* Task objective:
Answer these from the passage on a tax's effect on rent:
1. Which kind of tax does the passage say evidently lowers corn-rents?
2. How many bushels does the lowest quality of land that must be cultivated yield in the example?
3. What rent does the land producing 80 bushels yield?

Begin Excerpted text

It remains to speak of the effect on rent. Assuming (what is usually the fact,) that the consumption of food is not diminished, the same cultivation as before will be necessary to supply the wants of the community; the margin of cultivation, to use Dr Chalmers, expression, remains where it was; and the same land or capital which, as the least productive, already regulated the value and price of the whole produce, will continue to regulate them. The effect which a tax on agricultural produce will have on rent, depends on its affecting or not affecting the difference between the return to this least productive land or capital, and the returns to other lands and capitals. Now this depends on the manner in which the tax is imposed. If it is an ad valorem tax, or what is the same thing, a fixed proportion of the produce, such as tithe for example, it evidently lowers corn-rents. For it takes more corn from the better lands than from the worse; and exactly in the degree in which they are better; land of twice the productiveness paying twice as much to the tithe. Whatever takes more from the greater of two quantities than from the less, diminishes the difference between them. The imposition of a tithe on corn would take a tithe also from corn-rent: for if we reduce a series of numbers by a tenth each, the differences between them are reduced one-tenth.

For example, let there be five qualities of land, which severally yield, on the same extent of ground, and with the same expenditure, 100, 90, 80, 70, and 60 bushels of wheat; the last of these being the lowest quality which the demand for food renders it necessary to cultivate. The rent of these lands will be as follows:

The land producing 100 bushels will yield a rent of 100–60 or 40 bushels. That producing 90 bushels will yield a rent of 90–60 or 30 bushels. That producing 80 bushels will yield a rent of 80–60 or 20 bushels. That producing 70 bushels will yield a rent of 70–60 or 10 bushels. That producing 60 bushels will yield a rent of no rent.

End Excerpted text
Begin Information shown

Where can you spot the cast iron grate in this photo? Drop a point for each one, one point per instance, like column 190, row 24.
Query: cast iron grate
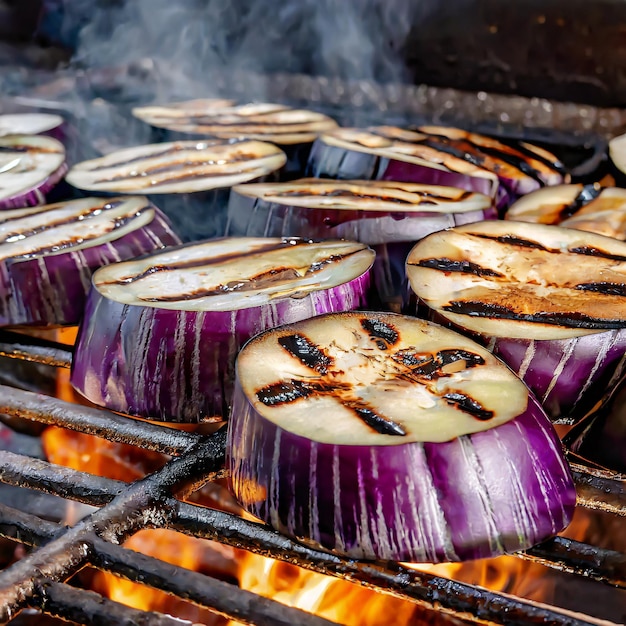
column 39, row 579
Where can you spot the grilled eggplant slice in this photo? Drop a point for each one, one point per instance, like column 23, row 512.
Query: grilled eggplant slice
column 161, row 333
column 551, row 300
column 48, row 254
column 189, row 180
column 382, row 436
column 389, row 216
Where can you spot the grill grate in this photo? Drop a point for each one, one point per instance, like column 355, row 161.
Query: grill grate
column 38, row 580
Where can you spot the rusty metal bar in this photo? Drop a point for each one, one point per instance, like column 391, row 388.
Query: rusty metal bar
column 34, row 349
column 92, row 421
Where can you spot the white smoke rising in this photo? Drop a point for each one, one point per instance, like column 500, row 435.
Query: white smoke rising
column 194, row 41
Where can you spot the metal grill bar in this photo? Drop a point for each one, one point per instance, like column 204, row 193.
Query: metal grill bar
column 222, row 597
column 88, row 607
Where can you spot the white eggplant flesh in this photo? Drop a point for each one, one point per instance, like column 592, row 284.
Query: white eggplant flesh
column 436, row 155
column 381, row 436
column 189, row 180
column 31, row 124
column 276, row 123
column 161, row 333
column 550, row 301
column 48, row 253
column 592, row 208
column 30, row 166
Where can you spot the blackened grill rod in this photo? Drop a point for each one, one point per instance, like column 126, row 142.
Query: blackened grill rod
column 34, row 349
column 219, row 596
column 21, row 471
column 138, row 506
column 88, row 607
column 99, row 422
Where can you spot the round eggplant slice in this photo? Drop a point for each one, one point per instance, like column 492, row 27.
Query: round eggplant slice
column 30, row 166
column 551, row 301
column 275, row 123
column 382, row 436
column 436, row 155
column 591, row 208
column 48, row 254
column 389, row 216
column 189, row 180
column 161, row 333
column 30, row 124
column 294, row 130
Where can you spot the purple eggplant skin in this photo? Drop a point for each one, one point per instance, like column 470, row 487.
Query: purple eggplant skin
column 178, row 366
column 568, row 376
column 51, row 290
column 476, row 496
column 38, row 195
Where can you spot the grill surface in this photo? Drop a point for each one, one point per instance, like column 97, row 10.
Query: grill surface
column 37, row 580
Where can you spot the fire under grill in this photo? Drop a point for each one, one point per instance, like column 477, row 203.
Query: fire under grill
column 39, row 579
column 55, row 553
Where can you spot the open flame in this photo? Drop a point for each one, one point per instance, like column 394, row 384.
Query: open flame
column 334, row 599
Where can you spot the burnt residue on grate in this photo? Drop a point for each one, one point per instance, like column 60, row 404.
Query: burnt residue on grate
column 39, row 578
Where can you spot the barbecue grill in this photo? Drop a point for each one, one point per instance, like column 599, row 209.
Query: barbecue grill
column 94, row 102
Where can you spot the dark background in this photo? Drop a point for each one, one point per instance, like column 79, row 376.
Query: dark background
column 566, row 49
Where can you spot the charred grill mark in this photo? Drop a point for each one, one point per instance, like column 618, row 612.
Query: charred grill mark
column 86, row 214
column 515, row 156
column 432, row 367
column 555, row 165
column 514, row 241
column 213, row 259
column 284, row 392
column 608, row 289
column 588, row 194
column 383, row 425
column 591, row 251
column 464, row 267
column 568, row 319
column 383, row 334
column 175, row 149
column 294, row 390
column 425, row 198
column 143, row 179
column 308, row 353
column 468, row 405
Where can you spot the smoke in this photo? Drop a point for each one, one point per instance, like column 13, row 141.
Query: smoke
column 194, row 42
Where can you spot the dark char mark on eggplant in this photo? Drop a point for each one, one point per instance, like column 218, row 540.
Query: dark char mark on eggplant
column 199, row 145
column 591, row 251
column 464, row 267
column 587, row 194
column 308, row 353
column 294, row 390
column 515, row 241
column 570, row 319
column 382, row 333
column 468, row 405
column 513, row 155
column 431, row 366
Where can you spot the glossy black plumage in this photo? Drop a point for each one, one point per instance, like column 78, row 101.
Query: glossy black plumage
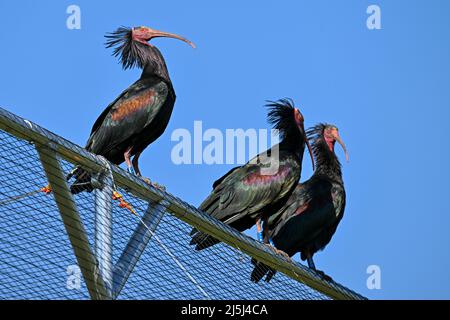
column 245, row 193
column 309, row 218
column 140, row 114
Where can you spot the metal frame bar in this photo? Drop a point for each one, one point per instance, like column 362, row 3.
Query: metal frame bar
column 73, row 224
column 182, row 210
column 103, row 232
column 137, row 244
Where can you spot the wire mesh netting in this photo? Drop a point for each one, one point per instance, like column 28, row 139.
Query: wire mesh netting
column 38, row 252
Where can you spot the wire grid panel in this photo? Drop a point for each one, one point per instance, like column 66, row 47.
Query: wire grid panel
column 38, row 260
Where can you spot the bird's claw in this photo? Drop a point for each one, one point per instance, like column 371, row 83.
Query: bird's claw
column 154, row 184
column 280, row 252
column 323, row 275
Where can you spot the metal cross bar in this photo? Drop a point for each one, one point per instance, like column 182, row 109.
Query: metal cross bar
column 103, row 227
column 185, row 212
column 137, row 244
column 73, row 224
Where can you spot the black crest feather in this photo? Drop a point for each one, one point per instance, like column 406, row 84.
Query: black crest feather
column 131, row 53
column 281, row 116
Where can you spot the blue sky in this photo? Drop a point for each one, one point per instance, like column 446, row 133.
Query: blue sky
column 387, row 91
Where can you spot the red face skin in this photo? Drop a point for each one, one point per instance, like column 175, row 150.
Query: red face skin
column 331, row 135
column 145, row 34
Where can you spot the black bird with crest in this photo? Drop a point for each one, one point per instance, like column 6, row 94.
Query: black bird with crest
column 309, row 218
column 250, row 193
column 141, row 113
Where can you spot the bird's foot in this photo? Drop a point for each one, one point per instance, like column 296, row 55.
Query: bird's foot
column 154, row 184
column 280, row 252
column 323, row 275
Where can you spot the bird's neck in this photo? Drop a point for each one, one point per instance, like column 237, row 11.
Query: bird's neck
column 294, row 142
column 327, row 162
column 155, row 66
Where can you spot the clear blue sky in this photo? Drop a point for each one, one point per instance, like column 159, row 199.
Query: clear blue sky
column 387, row 91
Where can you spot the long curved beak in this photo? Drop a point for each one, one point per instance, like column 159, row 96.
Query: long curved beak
column 156, row 34
column 339, row 140
column 310, row 153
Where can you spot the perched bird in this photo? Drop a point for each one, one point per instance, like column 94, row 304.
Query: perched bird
column 250, row 193
column 309, row 218
column 140, row 114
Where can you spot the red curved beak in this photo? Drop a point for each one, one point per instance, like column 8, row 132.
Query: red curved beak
column 148, row 34
column 339, row 140
column 310, row 153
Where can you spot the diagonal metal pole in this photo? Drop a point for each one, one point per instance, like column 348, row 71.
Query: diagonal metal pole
column 103, row 227
column 137, row 244
column 73, row 224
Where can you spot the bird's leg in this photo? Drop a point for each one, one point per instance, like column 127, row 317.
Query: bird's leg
column 138, row 172
column 312, row 266
column 263, row 235
column 136, row 164
column 259, row 230
column 310, row 261
column 127, row 156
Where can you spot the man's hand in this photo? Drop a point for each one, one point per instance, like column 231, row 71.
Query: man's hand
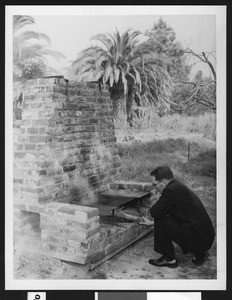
column 146, row 222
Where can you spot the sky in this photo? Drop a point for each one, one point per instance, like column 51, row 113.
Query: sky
column 71, row 34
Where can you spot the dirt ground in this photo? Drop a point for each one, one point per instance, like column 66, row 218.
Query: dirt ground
column 131, row 263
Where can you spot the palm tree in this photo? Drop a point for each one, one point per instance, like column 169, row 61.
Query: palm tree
column 29, row 58
column 122, row 64
column 24, row 50
column 111, row 64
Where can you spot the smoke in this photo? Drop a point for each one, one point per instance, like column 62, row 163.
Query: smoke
column 82, row 193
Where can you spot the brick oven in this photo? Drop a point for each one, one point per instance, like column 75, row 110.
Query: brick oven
column 69, row 202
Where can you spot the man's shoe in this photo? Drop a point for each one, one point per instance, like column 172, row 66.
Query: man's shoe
column 163, row 262
column 200, row 258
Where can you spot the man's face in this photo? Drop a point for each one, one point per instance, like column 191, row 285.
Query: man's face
column 158, row 184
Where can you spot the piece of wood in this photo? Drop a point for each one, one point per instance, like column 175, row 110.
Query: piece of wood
column 128, row 217
column 96, row 264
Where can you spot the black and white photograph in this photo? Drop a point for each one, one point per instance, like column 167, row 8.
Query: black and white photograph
column 116, row 147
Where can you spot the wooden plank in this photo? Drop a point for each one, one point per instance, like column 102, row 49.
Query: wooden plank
column 93, row 265
column 124, row 193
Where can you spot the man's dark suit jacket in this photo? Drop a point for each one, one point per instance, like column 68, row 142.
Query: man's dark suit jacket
column 187, row 210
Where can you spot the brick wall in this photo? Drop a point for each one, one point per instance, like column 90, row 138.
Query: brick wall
column 65, row 144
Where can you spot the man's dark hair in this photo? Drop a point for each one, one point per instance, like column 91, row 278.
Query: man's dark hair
column 162, row 172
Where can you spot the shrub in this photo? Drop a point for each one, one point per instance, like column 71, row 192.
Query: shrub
column 203, row 164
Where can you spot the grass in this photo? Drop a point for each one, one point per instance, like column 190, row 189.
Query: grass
column 138, row 159
column 204, row 125
column 199, row 173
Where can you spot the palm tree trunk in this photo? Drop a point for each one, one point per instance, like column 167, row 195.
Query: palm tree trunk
column 119, row 106
column 129, row 107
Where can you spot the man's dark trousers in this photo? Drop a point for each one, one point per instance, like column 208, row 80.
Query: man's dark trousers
column 181, row 217
column 166, row 231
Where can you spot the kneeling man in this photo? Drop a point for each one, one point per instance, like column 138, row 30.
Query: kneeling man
column 179, row 217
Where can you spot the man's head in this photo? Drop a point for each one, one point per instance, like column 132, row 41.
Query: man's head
column 160, row 177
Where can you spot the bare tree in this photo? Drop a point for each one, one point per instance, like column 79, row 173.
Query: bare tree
column 203, row 93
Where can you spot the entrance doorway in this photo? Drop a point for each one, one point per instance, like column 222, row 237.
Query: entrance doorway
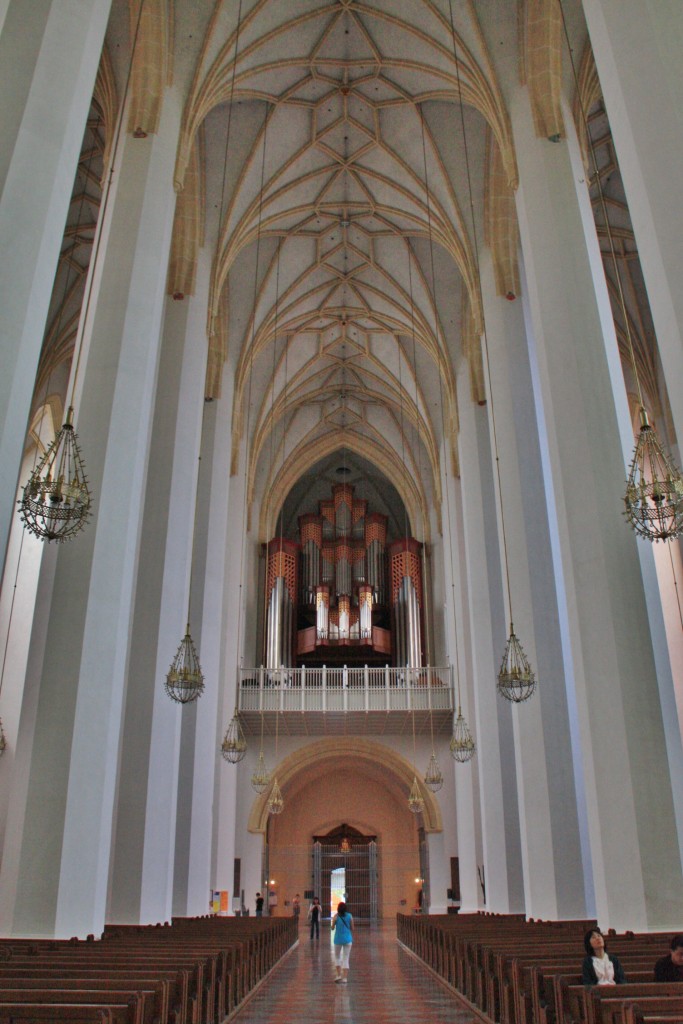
column 337, row 888
column 345, row 867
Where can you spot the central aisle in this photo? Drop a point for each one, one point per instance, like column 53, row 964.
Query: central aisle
column 385, row 985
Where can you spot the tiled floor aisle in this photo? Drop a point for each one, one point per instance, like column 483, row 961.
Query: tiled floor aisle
column 385, row 986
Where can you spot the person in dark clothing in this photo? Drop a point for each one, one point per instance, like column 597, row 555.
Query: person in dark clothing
column 670, row 968
column 314, row 914
column 598, row 968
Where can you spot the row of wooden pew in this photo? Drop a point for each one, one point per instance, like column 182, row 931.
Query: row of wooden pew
column 194, row 971
column 519, row 972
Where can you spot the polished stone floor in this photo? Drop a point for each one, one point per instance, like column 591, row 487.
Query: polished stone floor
column 385, row 986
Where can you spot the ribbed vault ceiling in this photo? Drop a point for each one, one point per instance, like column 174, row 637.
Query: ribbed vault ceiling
column 323, row 163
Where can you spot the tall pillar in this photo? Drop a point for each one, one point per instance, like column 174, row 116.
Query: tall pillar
column 637, row 47
column 57, row 849
column 492, row 721
column 546, row 785
column 49, row 52
column 607, row 641
column 142, row 875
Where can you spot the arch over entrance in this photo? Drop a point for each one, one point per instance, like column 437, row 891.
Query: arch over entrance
column 329, row 755
column 365, row 786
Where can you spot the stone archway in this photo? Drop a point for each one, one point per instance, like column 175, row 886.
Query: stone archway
column 364, row 784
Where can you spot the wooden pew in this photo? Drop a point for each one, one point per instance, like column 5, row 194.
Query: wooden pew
column 63, row 1014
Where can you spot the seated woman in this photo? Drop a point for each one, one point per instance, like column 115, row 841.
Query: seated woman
column 598, row 968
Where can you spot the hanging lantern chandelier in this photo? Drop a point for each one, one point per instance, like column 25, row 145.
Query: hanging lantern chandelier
column 55, row 502
column 654, row 489
column 433, row 775
column 462, row 744
column 233, row 747
column 653, row 497
column 275, row 802
column 516, row 681
column 184, row 681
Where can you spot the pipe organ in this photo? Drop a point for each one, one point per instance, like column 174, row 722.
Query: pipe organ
column 342, row 586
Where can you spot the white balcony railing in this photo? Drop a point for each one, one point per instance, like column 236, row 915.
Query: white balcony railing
column 342, row 689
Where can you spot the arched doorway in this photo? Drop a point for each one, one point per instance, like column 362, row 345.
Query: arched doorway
column 332, row 791
column 345, row 866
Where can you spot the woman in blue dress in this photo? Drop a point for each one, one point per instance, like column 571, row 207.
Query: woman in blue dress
column 342, row 924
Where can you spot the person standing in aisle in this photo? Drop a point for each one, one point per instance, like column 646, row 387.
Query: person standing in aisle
column 314, row 914
column 342, row 924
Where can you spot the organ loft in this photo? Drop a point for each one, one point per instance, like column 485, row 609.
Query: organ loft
column 341, row 593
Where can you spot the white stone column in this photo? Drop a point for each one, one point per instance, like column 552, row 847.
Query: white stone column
column 628, row 778
column 549, row 819
column 233, row 795
column 637, row 46
column 142, row 876
column 57, row 847
column 492, row 725
column 201, row 762
column 49, row 52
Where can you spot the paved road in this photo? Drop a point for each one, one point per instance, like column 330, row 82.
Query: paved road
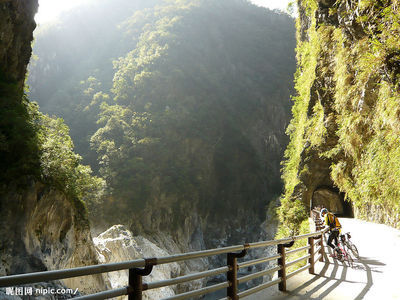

End Information shown

* Reply to the task:
1. An ad valorem tax, or a fixed proportion of the produce, such as tithe.
2. 60 bushels.
3. 20 bushels (80–60).